Document extract:
_ _ _ _

Article I, Section 6, Clause 1:
The Senators and Representatives shall receive a Compensation for their Services, to be ascertained by Law, and paid out of the Treasury of the United States. They shall in all Cases, except Treason, Felony and Breach of the Peace, be privileged from Arrest during their Attendance at the Session of their respective Houses, and in going to and returning from the same; and for any Speech or Debate in either House, they shall not be questioned in any other Place.
The Compensation Clause of Article I, Section 6, Clause 1 provides for the national government to compensate Members of Congress for their services in amounts set by congressional legislation. With the ratification of the Twenty-Seventh Amendment on May 7, 1992,1 congressional legislation “varying” —decreasing or increasing—the level of Members’ compensation may not take effect until an intervening election has occurred.

_ _ _ _

Coordinate labeling data
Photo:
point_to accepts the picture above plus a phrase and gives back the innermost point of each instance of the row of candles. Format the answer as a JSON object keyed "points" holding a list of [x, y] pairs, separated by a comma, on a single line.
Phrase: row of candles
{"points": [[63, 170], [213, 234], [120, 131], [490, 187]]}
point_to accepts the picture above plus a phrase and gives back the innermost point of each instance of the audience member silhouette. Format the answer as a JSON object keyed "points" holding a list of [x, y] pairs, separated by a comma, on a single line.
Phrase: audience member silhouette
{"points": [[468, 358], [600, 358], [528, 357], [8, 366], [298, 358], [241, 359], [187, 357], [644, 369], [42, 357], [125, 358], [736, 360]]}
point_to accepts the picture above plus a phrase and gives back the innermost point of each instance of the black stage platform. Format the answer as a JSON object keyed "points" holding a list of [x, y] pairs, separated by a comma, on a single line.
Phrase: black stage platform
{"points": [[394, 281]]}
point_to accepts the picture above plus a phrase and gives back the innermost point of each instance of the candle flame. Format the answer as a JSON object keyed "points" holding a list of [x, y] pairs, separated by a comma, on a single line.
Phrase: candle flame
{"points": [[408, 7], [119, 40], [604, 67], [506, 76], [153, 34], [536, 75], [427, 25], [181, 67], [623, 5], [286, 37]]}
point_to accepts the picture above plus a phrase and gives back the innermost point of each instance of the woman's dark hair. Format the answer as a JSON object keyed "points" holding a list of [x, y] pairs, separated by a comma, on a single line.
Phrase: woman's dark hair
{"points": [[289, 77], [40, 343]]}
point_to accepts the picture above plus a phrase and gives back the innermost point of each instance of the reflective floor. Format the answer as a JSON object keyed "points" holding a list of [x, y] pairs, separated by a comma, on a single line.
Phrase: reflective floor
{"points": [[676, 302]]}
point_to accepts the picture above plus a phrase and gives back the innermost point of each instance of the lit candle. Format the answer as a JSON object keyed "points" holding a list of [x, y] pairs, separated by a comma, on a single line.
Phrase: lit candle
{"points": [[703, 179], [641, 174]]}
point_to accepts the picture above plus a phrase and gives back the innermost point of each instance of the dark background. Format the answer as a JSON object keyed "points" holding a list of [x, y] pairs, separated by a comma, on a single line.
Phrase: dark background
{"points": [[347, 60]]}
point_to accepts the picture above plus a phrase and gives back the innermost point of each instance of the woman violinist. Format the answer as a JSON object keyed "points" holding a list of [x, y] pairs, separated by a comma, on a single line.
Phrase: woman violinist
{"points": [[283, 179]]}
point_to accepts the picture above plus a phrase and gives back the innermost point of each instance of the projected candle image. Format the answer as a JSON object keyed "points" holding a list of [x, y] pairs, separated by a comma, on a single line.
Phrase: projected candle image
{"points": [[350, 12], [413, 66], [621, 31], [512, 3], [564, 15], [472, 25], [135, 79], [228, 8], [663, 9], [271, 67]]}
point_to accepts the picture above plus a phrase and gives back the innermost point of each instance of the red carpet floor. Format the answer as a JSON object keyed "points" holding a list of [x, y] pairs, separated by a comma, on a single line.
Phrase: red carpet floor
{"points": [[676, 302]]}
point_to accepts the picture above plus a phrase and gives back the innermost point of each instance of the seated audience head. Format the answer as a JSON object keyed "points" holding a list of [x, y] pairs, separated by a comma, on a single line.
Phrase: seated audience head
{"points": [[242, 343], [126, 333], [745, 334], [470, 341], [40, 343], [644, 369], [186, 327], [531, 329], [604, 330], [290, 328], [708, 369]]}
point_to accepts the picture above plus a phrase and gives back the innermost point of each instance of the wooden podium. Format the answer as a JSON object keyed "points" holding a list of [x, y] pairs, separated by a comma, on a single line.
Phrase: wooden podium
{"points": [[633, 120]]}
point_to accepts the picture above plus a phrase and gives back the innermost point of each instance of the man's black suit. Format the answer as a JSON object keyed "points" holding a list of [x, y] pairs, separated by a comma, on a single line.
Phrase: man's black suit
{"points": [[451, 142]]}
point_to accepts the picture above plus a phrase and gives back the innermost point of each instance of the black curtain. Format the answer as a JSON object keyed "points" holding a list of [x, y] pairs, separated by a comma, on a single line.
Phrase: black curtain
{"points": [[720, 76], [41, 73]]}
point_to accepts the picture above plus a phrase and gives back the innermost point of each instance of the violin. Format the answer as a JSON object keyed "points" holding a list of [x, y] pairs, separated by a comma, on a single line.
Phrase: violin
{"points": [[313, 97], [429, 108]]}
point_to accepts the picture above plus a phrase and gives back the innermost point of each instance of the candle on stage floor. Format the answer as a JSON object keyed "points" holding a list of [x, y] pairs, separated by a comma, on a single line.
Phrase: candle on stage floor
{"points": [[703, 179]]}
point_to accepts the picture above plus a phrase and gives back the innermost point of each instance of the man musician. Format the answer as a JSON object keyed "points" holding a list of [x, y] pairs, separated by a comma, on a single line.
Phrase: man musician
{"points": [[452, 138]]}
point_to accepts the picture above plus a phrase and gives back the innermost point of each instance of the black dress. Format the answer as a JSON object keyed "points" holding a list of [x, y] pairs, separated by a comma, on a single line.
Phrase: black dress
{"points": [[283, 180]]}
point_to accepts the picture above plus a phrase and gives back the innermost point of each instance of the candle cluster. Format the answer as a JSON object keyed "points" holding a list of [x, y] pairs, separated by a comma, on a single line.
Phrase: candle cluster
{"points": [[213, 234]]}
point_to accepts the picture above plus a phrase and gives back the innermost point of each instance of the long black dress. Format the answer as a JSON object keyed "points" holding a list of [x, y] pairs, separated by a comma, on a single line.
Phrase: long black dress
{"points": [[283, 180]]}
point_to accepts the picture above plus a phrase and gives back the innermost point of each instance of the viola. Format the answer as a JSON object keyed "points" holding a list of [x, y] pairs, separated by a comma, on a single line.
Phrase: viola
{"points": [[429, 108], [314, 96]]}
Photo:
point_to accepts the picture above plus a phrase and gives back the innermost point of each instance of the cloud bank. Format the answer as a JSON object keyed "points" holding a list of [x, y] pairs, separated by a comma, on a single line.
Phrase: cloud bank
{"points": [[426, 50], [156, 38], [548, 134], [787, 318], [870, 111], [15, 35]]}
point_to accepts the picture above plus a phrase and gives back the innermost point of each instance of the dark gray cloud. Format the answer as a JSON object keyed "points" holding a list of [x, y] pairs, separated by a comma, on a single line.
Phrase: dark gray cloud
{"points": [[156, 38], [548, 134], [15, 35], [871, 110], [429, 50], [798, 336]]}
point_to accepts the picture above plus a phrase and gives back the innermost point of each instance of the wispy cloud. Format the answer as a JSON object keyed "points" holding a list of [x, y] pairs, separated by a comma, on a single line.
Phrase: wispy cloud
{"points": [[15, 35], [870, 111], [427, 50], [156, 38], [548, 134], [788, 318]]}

_ _ _ _

Given problem A:
From the Compensation Clause text, list the cases in which Senators and Representatives are not privileged from arrest.
Given problem B:
Answer these questions from the Compensation Clause text:
(i) Out of what is the compensation of Senators and Representatives paid?
(ii) On what date was the Twenty-Seventh Amendment ratified?
(iii) What must occur before legislation varying Members' compensation may take effect?
The lines are separate material with no connection to the Compensation Clause text.

Problem solution A:
Treason
Felony
Breach of the Peace

Problem solution B:
(i) The Treasury of the United States
(ii) May 7, 1992
(iii) An intervening election